> _Your task_
Copy the data word for word, keeping every line.

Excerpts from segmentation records
----

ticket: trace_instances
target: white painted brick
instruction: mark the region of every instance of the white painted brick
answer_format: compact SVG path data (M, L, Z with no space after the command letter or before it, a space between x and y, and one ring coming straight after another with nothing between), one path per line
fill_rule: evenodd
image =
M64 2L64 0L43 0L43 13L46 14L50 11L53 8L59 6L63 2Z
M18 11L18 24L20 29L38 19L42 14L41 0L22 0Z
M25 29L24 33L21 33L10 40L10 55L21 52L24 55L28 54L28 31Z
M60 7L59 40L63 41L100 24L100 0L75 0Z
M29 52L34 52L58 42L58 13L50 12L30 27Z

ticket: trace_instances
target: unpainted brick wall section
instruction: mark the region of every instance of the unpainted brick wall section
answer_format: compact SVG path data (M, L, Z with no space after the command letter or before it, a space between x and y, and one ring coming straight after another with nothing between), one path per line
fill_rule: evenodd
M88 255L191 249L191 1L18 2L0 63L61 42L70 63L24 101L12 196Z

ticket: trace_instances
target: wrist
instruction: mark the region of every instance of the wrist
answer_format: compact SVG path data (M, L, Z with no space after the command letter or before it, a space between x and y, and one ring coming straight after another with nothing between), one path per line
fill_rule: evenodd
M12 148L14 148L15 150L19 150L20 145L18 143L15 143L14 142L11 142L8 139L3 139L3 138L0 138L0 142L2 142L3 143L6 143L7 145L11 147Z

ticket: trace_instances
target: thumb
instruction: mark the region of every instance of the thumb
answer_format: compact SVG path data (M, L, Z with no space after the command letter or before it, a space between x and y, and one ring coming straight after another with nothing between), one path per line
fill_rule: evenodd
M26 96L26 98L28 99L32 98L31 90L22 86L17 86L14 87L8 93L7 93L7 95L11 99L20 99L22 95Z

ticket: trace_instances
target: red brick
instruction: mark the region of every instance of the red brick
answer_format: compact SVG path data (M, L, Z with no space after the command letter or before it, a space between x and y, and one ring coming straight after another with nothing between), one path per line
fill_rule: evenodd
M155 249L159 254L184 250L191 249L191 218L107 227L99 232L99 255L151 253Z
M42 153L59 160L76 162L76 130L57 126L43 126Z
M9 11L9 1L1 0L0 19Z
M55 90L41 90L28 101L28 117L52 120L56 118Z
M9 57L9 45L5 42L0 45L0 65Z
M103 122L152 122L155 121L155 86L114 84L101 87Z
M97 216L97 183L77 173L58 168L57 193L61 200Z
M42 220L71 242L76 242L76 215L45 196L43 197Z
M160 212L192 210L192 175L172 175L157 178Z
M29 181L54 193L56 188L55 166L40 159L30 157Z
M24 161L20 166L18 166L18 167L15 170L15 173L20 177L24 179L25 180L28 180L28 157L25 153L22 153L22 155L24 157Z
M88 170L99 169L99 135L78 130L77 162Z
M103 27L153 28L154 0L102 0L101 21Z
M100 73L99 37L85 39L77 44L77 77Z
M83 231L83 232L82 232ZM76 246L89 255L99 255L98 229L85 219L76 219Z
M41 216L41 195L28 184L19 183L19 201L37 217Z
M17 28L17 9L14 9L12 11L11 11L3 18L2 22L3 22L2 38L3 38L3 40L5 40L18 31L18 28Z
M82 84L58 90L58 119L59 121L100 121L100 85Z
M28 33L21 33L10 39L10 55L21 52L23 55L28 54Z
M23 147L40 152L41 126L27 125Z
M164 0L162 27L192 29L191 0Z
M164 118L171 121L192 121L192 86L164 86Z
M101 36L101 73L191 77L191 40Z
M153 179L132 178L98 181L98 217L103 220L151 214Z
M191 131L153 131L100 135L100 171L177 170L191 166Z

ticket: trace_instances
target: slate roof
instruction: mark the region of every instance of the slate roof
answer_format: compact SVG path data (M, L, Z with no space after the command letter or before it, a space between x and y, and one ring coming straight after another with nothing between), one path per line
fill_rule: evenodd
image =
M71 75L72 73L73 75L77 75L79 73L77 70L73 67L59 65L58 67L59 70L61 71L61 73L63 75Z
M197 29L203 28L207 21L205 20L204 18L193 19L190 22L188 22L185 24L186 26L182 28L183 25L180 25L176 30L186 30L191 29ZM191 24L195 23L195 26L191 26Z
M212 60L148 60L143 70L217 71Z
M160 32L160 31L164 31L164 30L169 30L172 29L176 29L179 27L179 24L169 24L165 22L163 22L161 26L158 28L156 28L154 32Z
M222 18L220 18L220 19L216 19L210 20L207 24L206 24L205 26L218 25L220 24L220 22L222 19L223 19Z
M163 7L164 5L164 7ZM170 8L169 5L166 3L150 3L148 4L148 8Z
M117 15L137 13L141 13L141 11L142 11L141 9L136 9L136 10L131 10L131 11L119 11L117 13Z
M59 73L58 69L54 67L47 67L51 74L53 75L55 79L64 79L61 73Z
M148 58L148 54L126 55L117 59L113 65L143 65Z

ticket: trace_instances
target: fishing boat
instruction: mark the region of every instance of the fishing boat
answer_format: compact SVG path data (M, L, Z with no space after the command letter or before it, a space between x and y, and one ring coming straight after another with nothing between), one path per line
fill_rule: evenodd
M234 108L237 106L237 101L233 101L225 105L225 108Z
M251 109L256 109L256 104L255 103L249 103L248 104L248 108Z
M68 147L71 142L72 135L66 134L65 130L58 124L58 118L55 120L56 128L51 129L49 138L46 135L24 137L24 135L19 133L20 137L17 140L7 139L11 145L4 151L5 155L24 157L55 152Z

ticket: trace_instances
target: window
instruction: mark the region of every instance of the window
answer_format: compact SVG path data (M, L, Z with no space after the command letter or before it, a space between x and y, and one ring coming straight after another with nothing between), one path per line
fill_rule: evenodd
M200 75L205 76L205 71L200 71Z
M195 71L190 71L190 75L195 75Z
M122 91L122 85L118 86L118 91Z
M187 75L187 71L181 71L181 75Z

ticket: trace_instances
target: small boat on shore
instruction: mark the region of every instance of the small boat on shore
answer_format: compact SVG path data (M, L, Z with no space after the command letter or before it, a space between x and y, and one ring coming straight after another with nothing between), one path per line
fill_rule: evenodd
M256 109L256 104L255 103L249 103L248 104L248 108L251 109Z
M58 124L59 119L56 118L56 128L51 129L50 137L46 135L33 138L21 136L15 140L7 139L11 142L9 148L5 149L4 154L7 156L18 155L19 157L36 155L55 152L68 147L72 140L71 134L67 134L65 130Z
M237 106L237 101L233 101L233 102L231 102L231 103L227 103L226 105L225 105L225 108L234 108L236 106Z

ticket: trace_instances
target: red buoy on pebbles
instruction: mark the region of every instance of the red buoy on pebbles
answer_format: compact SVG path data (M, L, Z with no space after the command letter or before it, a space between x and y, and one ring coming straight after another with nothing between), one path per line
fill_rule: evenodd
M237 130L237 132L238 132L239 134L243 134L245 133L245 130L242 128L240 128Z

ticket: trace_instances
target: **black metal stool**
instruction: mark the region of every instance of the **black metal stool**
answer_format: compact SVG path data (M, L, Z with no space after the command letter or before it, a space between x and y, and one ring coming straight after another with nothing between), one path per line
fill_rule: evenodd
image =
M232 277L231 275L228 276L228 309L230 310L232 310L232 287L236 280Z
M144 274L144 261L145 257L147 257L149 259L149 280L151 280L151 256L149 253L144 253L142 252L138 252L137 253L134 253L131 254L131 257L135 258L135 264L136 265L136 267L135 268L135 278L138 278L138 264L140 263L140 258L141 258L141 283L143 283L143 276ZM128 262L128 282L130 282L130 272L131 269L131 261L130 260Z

----

> _Response to this exercise_
ticket: trace_instances
target: white painted brick
instruction: mark the region of every instance of the white painted brick
answer_format: compact SVG path data (M, L, Z with no space after the command letter or before it, a space between x and y, and one ring coming straight after another with nothing between), one path per line
fill_rule: evenodd
image =
M64 2L64 0L43 0L43 13L46 14L50 11L53 8L59 6L63 2Z
M18 11L18 24L20 29L38 19L42 14L41 0L22 0Z
M25 29L24 33L21 33L10 40L10 55L21 52L24 55L28 54L28 31Z
M60 7L59 40L63 41L100 24L100 0L75 0Z
M29 52L34 52L58 42L58 13L50 12L30 27Z

ticket: trace_instances
target: unpainted brick wall section
instruction: mark the region of every instance of the unpainted brick wall section
answer_format: compact SVG path data (M, L, Z with no space after the command letter or before it, a space between x and y, and one ring coming straight after another with nothing between), one path per line
fill_rule: evenodd
M88 255L191 249L191 1L18 2L0 63L61 42L70 63L24 101L12 196Z

ticket: trace_instances
target: wrist
instruction: mark the region of every instance of the wrist
answer_format: compact SVG path data (M, L, Z with no space after the command letter or before it, a space between x and y, and one ring coming straight after another with nothing between), one path per line
fill_rule: evenodd
M12 148L14 148L15 150L19 150L20 145L18 143L15 143L14 142L11 142L8 139L3 139L3 138L0 138L0 142L2 142L3 143L6 143L7 145L11 147Z

ticket: trace_instances
target: thumb
instruction: mark the region of every instance of the thumb
answer_format: compact SVG path data (M, L, Z with no space after the command letter or before it, a space between x and y, and one ring coming straight after another with nothing between), one path per line
fill_rule: evenodd
M26 96L26 98L28 99L32 98L31 90L22 86L17 86L14 87L8 93L7 93L7 95L11 99L20 99L22 95Z

ticket: trace_instances
target: red brick
instruction: mark the region of every instance of the red brick
answer_format: compact SVG path data (M, L, Z with no space after the command letter or before it, a space between x and y, and one ring coming straight after another with nothing between), one path per line
fill_rule: evenodd
M155 249L159 254L184 250L191 249L191 218L107 227L99 232L99 255L151 253Z
M42 153L59 160L76 162L76 130L57 126L43 126Z
M9 11L9 1L1 0L0 19Z
M55 90L41 90L28 101L28 117L52 120L56 118Z
M9 57L9 45L5 42L0 45L0 65Z
M103 122L152 122L155 121L155 86L114 84L101 87Z
M97 216L97 183L77 173L58 168L57 193L61 200Z
M42 220L71 242L76 242L76 215L45 196L43 197Z
M160 212L192 210L192 175L172 175L157 178Z
M29 181L54 193L56 188L55 166L40 159L30 157Z
M24 161L20 166L18 166L18 167L15 170L15 173L20 177L24 179L25 180L28 180L28 157L25 153L22 153L22 155L24 157Z
M88 170L99 169L99 135L78 130L77 162Z
M103 27L153 28L154 0L102 0L101 21Z
M100 73L99 37L85 39L77 44L77 77Z
M83 231L83 232L82 232ZM76 246L89 255L99 255L98 229L85 219L76 219Z
M41 216L41 195L28 184L19 183L19 201L37 217Z
M17 28L17 9L14 9L12 11L11 11L3 18L2 22L3 22L2 38L3 38L3 40L5 40L18 31L18 28Z
M82 84L58 90L58 119L59 121L100 121L100 85Z
M28 33L21 33L10 39L10 55L21 52L23 55L28 54Z
M23 147L40 152L41 126L27 125Z
M164 0L162 27L192 29L191 0Z
M164 118L171 121L192 121L192 86L164 86Z
M101 36L101 73L191 77L191 40Z
M153 179L132 178L98 181L98 217L103 220L151 214Z
M191 131L153 131L100 135L100 171L177 170L191 166Z

ticket: trace_instances
target: slate roof
instruction: mark the region of every instance of the slate roof
answer_format: compact SVG path data (M, L, Z with no space after the command letter or before it, a space between x and y, and one ring coming straight after another with nothing between), one path per line
fill_rule: evenodd
image =
M71 75L72 73L73 75L77 75L79 73L77 70L73 67L59 65L58 67L59 70L61 71L61 73L63 75Z
M197 29L203 28L207 21L205 20L204 18L193 19L190 22L188 22L185 24L186 26L182 28L183 25L180 25L176 30L186 30L191 29ZM191 24L195 23L195 26L191 26Z
M212 60L148 60L143 70L217 71Z
M160 32L160 31L164 31L164 30L169 30L172 29L176 29L179 27L179 24L169 24L165 22L163 22L161 26L158 28L156 28L154 32Z
M222 18L220 18L220 19L216 19L210 20L207 24L206 24L205 26L218 25L220 24L220 22L222 19L223 19Z
M163 7L164 5L164 7ZM170 8L169 5L166 3L150 3L148 4L148 8Z
M117 15L137 13L141 13L141 11L142 11L141 9L136 9L136 10L131 10L131 11L119 11L117 13Z
M59 73L58 69L54 67L47 67L51 74L53 75L55 79L64 79L61 73Z
M148 58L148 54L126 55L117 59L113 65L143 65Z

ticket: trace_instances
target: fishing boat
instruction: mark the region of every instance of the fishing boat
answer_format: compact SVG path data (M, L, Z with no space after the command letter or before it, a space between x and y, and one ring coming straight after another with nothing between), one path per line
fill_rule: evenodd
M234 108L237 106L237 101L233 101L225 105L225 108Z
M251 109L256 109L256 104L255 103L249 103L248 104L248 108Z
M68 147L71 142L72 135L66 134L65 130L58 124L58 118L55 120L56 128L51 129L49 138L46 135L24 137L24 135L19 133L20 137L17 140L7 139L11 145L4 151L5 155L24 157L55 152Z

ticket: trace_instances
target: window
instruction: mark the region of every instance of the window
answer_format: compact SVG path data (M, L, Z with no space after the command letter or before it, a space between x and y, and one ring coming straight after another with nothing between), one path per line
fill_rule: evenodd
M200 75L205 76L205 71L200 71Z
M195 71L190 71L190 75L195 75Z
M122 91L122 85L118 86L118 91Z
M187 75L187 71L181 71L181 75Z

ticket: trace_instances
target: small boat on shore
instruction: mark the region of every instance of the small boat on shore
answer_format: compact SVG path data (M, L, Z with no space after the command letter or before it, a space between x and y, and one ring coming straight after another with nothing between), one path per line
fill_rule: evenodd
M256 109L256 104L255 103L249 103L248 104L248 108L251 109Z
M58 124L59 119L56 118L56 128L51 129L50 137L46 135L33 138L21 136L15 140L7 139L11 142L9 148L5 149L4 154L7 156L18 155L19 157L36 155L55 152L68 147L72 140L71 134L67 134L65 130Z
M237 106L237 101L233 101L233 102L231 102L231 103L227 103L226 105L225 105L225 108L234 108L236 106Z

ticket: trace_instances
target: red buoy on pebbles
instruction: mark the region of every instance of the red buoy on pebbles
answer_format: compact SVG path data (M, L, Z with no space after the command letter or before it, a space between x and y, and one ring coming straight after another with nothing between), one path per line
fill_rule: evenodd
M237 130L237 132L238 132L239 134L243 134L245 133L245 130L242 128L240 128Z

ticket: trace_instances
target: **black metal stool**
instruction: mark the region of every instance of the **black metal stool**
answer_format: compact SVG path data (M, L, Z with no space after the command letter or before it, a space between x and y, and one ring coming straight after another with nothing between), one path per line
fill_rule: evenodd
image =
M232 277L231 275L228 276L228 309L230 310L232 310L232 287L236 280Z
M144 274L144 261L145 257L147 257L149 259L149 280L151 280L151 256L149 253L144 253L142 252L138 252L137 253L134 253L131 254L131 257L135 258L135 264L136 265L136 267L135 268L135 278L138 278L138 264L140 263L140 258L141 258L141 283L143 283L143 276ZM128 262L128 282L130 282L130 272L131 269L131 261L130 260Z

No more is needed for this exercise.